Estratto del documento:

****************************************

L’intervistato può anche accorgersi in ritardo della sua risposta e aver voglia di “recuperare” per non perdere l’occasione di tirar fuori il meglio di se stesso: un “meglio” che pochi vogliono, ma di cui tutti hanno bisogno. Sarei curioso di vedere un secondo giro di botta e risposta tra Gianfranco e de Magistris, magari partendo proprio da questa discussione sull’esito del primo giro, e dall’effetto che ha avuto su di noi e sui lettori.
Alcuni decenni di cultura televisiva (di tipo A, ovviamente, dato il livello scadente della programmazione televisiva nel nostro paese) hanno prodotto assuefazione anche negli organismi più sani. Per questa ragione mi limito a registrare questo risultato come un dato fisiologico e a non drammatizzarlo. A favore di de Magistris va anche ricordato un fatto contingente: il filtro troppo fitto non lo aveva “messo in allerta” prima dell’intervista, e il fatto che Gianfranco non sia un personaggio famoso o agganciato a lobby o ad associazioni note “che pesano”, ha pure contribuito a non allertare l’intervistato. Il risultato quindi, per me non va considerato un limite insuperabile.
Se vogliamo che i contenuti che ci stanno a cuore (che collegano politica cultura, processi educativi e fattori emozionali) vengano considerati da persone impegnate in ambito pubblico, dobbiamo insistere.

****************************************

Dati registrati:
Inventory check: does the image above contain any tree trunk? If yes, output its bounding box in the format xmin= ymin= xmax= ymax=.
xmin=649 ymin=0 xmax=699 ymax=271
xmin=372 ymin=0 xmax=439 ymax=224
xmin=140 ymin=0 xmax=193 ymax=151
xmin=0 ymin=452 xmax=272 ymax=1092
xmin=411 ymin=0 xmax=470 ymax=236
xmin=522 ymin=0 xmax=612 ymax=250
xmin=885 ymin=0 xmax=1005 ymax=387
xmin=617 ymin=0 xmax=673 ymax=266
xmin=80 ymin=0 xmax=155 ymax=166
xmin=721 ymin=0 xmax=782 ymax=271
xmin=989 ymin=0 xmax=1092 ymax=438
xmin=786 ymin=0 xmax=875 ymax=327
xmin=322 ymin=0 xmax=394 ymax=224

****************************************

Richiesta 1:
Nel brano sull'intervista a de Magistris, quali sono le cose che, secondo l'autore, Gianfranco non è? Elencale tutte.
Richiesta 2:
Stabilisci se ciascuna affermazione concorda con il brano sull'intervista a de Magistris. Rispondi sì o no e cita le parole del brano che lo decidono.
(a) L'autore considera il risultato un limite insuperabile.
(b) L'autore vorrebbe assistere a un secondo giro di botta e risposta tra Gianfranco e de Magistris.
(c) L'autore sceglie di drammatizzare il risultato.
Richiesta 3:
Prosegui il brano sull'intervista a de Magistris a partire dalla sua ultima frase.

Risposta attesa 1:
- un personaggio famoso
- agganciato a lobby
- agganciato ad associazioni note "che pesano"

Risposta attesa 2:
(a) No: "Il risultato quindi, per me non va considerato un limite insuperabile."
(b) Sì: "Sarei curioso di vedere un secondo giro di botta e risposta tra Gianfranco e de Magistris"
(c) No: "mi limito a registrare questo risultato come un dato fisiologico e a non drammatizzarlo"

Risposta attesa 3:
GIANFRANCO
Un amico mi disse quando il nostro presidente del consiglio stava trattando l’acquisto di una televisione araba: “probabilmente, purtroppo, questa è l’unica possibilità di cambiamento del mondo arabo e fra un paio di decenni là non saranno più integralisti e nemmeno islamici perché saranno diventati tutti imbecilli, come in Italia”. Ho trovato del vero in questa frase, dato che in Italia i credenti sono diventati negli ultimi vent’anni una minoranza strana, mentre i “quasi-credenti” (e i “quasi-atei”) sono cresciuti a dismisura. Da “Drive in” in poi, si è realizzato un lavaggio del cervello mediatico, non costrittivo ma debilitante.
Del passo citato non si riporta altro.